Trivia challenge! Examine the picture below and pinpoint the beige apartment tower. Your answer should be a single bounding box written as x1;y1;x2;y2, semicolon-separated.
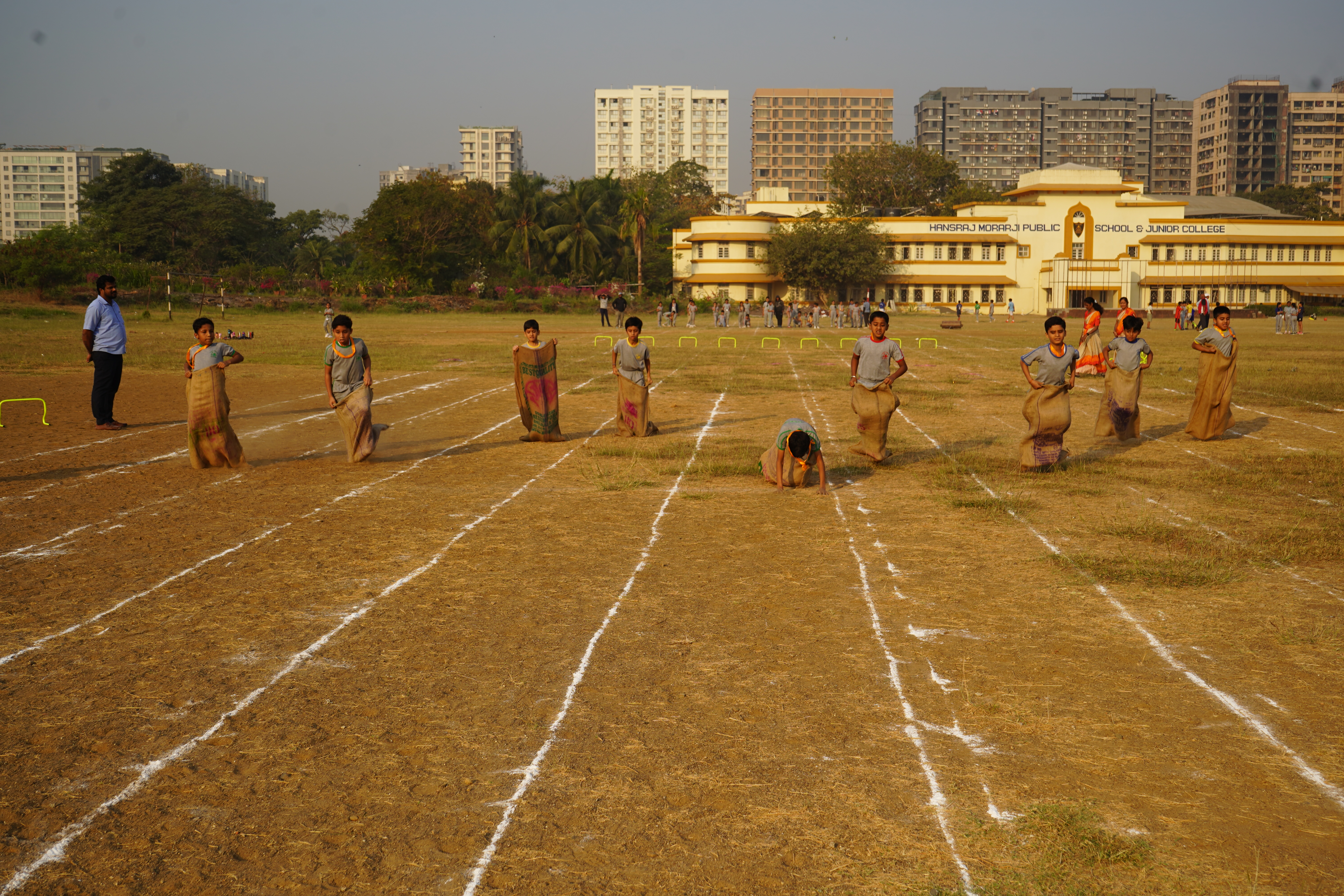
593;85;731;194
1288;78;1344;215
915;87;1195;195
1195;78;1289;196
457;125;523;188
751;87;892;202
==
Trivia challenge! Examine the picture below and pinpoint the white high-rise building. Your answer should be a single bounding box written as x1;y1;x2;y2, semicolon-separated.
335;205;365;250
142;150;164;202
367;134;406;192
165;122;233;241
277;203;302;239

#### WORK TO BE COMPLETED
Can you shift every coordinate in the answers up by 97 for the part of the data that opens with the line containing "pinpoint the beige" and closes with the line containing "751;87;892;202", reproducing each of those lines with the new numbers and leaving the picture out?

#### SOLUTION
Trivia challenge! Examine the picture below and pinpoint the beige apartment tower. Your answer should be a single bounding box written as x1;y1;x2;y2, semicolon-separated.
690;182;828;291
1385;175;1441;312
1012;184;1292;292
1292;175;1386;293
554;222;620;285
848;184;989;299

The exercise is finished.